Excerpted data:
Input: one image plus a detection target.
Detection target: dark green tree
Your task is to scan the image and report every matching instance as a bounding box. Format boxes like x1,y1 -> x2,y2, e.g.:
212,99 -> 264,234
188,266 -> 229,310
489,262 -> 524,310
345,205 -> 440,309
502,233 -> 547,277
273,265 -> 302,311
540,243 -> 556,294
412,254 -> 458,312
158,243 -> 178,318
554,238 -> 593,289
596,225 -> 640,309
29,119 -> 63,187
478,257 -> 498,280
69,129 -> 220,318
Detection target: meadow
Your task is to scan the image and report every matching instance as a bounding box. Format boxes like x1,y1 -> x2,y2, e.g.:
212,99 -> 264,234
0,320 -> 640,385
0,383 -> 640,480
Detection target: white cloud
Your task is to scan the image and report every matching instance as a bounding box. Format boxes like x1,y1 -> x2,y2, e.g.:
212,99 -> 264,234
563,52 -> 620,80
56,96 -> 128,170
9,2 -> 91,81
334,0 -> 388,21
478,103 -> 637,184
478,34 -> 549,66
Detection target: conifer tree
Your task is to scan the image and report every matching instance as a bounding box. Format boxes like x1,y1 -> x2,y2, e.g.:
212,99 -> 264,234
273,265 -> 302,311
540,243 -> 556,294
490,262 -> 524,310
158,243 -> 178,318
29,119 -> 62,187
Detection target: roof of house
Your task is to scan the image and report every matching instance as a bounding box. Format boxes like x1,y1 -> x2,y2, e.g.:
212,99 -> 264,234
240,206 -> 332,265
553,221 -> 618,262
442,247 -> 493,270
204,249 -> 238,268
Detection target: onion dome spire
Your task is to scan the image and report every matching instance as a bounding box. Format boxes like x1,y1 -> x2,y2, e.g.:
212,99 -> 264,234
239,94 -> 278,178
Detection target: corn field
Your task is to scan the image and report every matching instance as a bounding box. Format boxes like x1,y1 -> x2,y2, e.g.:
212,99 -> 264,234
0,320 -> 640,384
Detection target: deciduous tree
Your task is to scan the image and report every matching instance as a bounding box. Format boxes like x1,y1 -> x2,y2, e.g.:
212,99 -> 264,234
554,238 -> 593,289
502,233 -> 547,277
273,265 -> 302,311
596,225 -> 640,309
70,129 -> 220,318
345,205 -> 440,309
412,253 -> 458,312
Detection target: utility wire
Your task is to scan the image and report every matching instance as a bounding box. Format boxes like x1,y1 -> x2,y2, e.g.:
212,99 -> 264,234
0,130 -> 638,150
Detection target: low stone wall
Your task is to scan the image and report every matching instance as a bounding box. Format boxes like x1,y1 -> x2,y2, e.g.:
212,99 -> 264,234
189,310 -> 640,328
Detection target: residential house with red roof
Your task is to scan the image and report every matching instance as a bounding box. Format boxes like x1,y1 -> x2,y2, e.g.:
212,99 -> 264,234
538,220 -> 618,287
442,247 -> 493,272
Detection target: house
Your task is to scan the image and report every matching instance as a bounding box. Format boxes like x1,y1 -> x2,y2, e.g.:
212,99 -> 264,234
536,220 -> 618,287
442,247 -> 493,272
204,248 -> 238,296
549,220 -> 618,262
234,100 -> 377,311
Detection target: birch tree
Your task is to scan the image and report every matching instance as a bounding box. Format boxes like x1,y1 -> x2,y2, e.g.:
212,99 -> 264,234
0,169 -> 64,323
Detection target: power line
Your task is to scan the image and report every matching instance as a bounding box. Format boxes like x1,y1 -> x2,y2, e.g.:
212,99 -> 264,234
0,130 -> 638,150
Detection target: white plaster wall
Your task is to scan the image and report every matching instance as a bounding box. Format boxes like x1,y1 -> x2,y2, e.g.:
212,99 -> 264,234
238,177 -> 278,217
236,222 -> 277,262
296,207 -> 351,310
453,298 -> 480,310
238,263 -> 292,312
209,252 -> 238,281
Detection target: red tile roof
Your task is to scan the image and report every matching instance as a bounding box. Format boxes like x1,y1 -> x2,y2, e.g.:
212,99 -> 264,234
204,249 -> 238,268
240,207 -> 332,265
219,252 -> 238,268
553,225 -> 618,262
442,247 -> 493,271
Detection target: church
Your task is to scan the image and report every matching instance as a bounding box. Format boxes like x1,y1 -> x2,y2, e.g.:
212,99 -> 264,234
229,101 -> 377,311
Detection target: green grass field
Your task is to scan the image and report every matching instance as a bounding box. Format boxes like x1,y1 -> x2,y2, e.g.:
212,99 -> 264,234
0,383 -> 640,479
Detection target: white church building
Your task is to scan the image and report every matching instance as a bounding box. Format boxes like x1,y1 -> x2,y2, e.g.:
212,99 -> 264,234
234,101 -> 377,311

What is asked: Please give the data again, starting at the line that contains "Detection target: meadow" and ending at the line that contains "478,34 -> 549,66", with "meadow" swapped for "pasture" and everything else unchanged.

Complete response:
Detection target: pasture
Your task is to scan the image and report every matching instance as a bounding box. Format boxes like x1,y1 -> x2,y2, e.g.:
212,99 -> 264,234
0,320 -> 640,385
0,383 -> 640,480
Detection target: white cloud
Your task is to scan the image and report every matching instance as a bounding box. Format boxes like x1,y1 -> x2,y2, e.g.:
212,99 -> 264,234
563,52 -> 620,80
56,96 -> 128,170
9,2 -> 91,81
334,0 -> 388,21
478,103 -> 637,184
478,34 -> 549,66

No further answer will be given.